# TASK DIRECTIONS
Retype the material below, beginning at the line that has "Draw the outline of every instance of the seated" and stopping after the line that has "637 533 L 629". Leave the pictures out of your copy.

# SUPPLIED DATA
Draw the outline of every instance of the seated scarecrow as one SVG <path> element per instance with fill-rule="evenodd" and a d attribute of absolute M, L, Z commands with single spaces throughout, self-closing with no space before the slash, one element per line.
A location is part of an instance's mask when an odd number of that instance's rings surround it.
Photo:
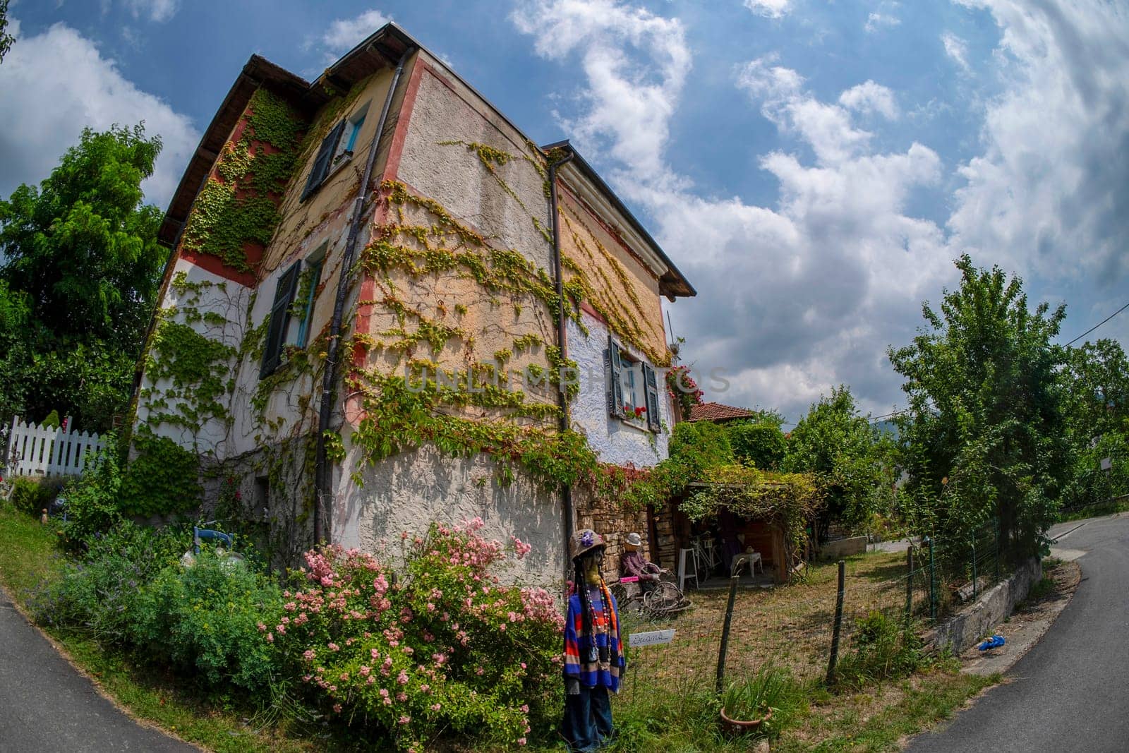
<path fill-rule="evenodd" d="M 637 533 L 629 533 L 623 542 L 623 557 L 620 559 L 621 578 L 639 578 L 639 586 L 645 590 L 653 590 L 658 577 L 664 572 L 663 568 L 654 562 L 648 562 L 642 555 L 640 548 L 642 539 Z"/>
==
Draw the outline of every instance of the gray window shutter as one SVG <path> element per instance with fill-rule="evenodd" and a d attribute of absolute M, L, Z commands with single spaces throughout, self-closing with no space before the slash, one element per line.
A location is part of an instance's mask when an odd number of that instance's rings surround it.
--
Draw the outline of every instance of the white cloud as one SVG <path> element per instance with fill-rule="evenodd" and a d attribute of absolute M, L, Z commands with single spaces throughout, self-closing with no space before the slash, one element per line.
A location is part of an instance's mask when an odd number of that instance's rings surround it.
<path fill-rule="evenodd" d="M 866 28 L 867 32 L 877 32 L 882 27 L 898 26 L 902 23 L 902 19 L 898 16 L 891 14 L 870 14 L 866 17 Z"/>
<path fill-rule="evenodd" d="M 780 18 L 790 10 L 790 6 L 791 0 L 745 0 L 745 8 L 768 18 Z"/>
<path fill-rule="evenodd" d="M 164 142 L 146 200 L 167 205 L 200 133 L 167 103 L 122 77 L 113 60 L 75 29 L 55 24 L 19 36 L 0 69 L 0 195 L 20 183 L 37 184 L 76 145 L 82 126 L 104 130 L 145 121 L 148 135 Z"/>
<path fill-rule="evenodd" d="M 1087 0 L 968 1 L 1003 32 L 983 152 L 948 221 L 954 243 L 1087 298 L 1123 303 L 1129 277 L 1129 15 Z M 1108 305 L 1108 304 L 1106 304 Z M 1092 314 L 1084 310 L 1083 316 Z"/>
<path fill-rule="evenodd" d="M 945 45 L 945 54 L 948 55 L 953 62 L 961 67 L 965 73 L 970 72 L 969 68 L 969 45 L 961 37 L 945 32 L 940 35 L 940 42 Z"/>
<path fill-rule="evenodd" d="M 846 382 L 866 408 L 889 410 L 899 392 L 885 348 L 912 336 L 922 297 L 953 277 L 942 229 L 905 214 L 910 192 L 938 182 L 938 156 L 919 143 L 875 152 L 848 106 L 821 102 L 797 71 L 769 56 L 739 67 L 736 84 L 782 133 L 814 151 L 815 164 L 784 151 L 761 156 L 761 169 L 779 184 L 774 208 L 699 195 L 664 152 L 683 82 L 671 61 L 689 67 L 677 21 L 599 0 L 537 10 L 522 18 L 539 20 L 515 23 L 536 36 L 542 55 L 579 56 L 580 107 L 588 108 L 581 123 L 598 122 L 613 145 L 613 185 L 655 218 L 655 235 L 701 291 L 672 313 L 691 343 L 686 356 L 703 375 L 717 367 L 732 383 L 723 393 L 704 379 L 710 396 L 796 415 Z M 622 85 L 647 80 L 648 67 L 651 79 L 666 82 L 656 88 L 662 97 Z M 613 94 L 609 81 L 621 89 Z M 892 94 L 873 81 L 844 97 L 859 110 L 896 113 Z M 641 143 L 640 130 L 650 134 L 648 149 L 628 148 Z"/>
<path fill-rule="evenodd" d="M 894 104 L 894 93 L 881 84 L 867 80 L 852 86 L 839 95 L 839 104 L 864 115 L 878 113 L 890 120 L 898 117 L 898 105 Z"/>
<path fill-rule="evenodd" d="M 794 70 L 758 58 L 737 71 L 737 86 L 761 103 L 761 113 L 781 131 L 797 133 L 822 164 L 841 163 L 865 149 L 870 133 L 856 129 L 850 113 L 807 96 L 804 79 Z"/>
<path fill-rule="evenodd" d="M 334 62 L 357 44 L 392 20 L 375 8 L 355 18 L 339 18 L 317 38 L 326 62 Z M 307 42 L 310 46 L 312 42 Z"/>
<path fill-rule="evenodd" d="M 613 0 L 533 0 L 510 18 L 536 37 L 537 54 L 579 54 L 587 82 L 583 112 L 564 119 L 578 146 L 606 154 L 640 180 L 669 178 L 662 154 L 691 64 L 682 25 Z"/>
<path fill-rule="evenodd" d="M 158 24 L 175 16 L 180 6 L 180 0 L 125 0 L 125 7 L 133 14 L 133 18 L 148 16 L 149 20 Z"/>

# EXERCISE SOLUTION
Draw the outline of every instance of the seated scarecrow as one SVG <path> element per instance with fill-rule="evenodd" and a d attribute of absolute M, L, Z commands with single spaces throughout, self-closing with no space before the slash, one element per line.
A location is part of an instance's mask when an odd number of that instance's rings surround it.
Photo:
<path fill-rule="evenodd" d="M 637 533 L 629 533 L 623 542 L 623 557 L 620 559 L 621 578 L 639 578 L 639 586 L 645 590 L 653 590 L 658 577 L 664 572 L 663 568 L 654 562 L 648 562 L 642 555 L 640 548 L 642 539 Z"/>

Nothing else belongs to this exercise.